**Excerpted text**
· · · · · · ·

Monday, January 05, 2026

US Attack on Venezuela Highlights Our Oil Addiction

Hopefully, the sociopolitical reaction to the US invasion of Venezuela will, instead of deepening our oil dependency, actually contribute to our recovery.



People participate in a ‘No War on Venezuela’ protest in the rain on January 3, 2026 in Los Angeles, California. The United States invaded Venezuela with a “large-scale strike” this morning and President Nicolás Maduro and his wife were captured by Special Forces and taken to the United States, according to President Trump who also announced that “we will run the country”.
(Photo by David McNew/Getty Images)

Rick Steiner
Jan 05, 2026
Common Dreams


The Trump administration’s extraordinary, illegal attack on Venezuela was always about oil, and now the whole world knows that Mr. Trump lied all along about his real interest in Venezuela. This was not about stopping the flow of dangerous drugs, but was about increasing the flow of the dangerous drug some pushers want to keep us all hooked on—oil.

As such, this seems a good time to reexamine our nation’s destructive addiction to oil.

The first step in recovering from addiction is to tell the truth—admit the addiction, acknowledge its consequences. Yet this is something we still seem unwilling to do with our addiction to oil. Addicts would rather stay high than confront their addiction and commit to recovery.

· · · · · · ·

**Information shown**
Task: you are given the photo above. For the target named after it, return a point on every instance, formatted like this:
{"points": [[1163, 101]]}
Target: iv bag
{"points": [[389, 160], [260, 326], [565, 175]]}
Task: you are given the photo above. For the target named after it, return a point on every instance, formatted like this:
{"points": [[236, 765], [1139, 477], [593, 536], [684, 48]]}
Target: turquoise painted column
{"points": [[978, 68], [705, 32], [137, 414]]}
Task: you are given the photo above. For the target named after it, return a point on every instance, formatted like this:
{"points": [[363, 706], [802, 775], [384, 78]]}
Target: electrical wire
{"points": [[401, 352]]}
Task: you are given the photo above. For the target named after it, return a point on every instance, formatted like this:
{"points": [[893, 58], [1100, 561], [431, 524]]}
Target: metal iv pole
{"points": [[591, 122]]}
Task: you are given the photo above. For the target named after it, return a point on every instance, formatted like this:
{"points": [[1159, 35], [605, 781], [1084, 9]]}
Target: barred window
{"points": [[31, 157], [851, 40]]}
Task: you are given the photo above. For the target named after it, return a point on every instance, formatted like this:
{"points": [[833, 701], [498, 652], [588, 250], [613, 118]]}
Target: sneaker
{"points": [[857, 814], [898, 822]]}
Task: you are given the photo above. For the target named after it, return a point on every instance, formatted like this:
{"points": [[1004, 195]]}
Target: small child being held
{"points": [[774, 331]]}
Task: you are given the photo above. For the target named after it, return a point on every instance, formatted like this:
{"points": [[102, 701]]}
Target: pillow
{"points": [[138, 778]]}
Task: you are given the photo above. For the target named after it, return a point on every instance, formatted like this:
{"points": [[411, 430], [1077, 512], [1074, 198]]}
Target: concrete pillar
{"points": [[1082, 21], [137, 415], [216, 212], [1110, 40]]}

· · · · · · ·

**Exercise instructions**
Write out the full commentary on the US attack on Venezuela and oil addiction, word for word, from its opening date line through its final sentence.

**Solution**
Monday, January 05, 2026

US Attack on Venezuela Highlights Our Oil Addiction

Hopefully, the sociopolitical reaction to the US invasion of Venezuela will, instead of deepening our oil dependency, actually contribute to our recovery.



People participate in a ‘No War on Venezuela’ protest in the rain on January 3, 2026 in Los Angeles, California. The United States invaded Venezuela with a “large-scale strike” this morning and President Nicolás Maduro and his wife were captured by Special Forces and taken to the United States, according to President Trump who also announced that “we will run the country”.
(Photo by David McNew/Getty Images)

Rick Steiner
Jan 05, 2026
Common Dreams


The Trump administration’s extraordinary, illegal attack on Venezuela was always about oil, and now the whole world knows that Mr. Trump lied all along about his real interest in Venezuela. This was not about stopping the flow of dangerous drugs, but was about increasing the flow of the dangerous drug some pushers want to keep us all hooked on—oil.

As such, this seems a good time to reexamine our nation’s destructive addiction to oil.

The first step in recovering from addiction is to tell the truth—admit the addiction, acknowledge its consequences. Yet this is something we still seem unwilling to do with our addiction to oil. Addicts would rather stay high than confront their addiction and commit to recovery.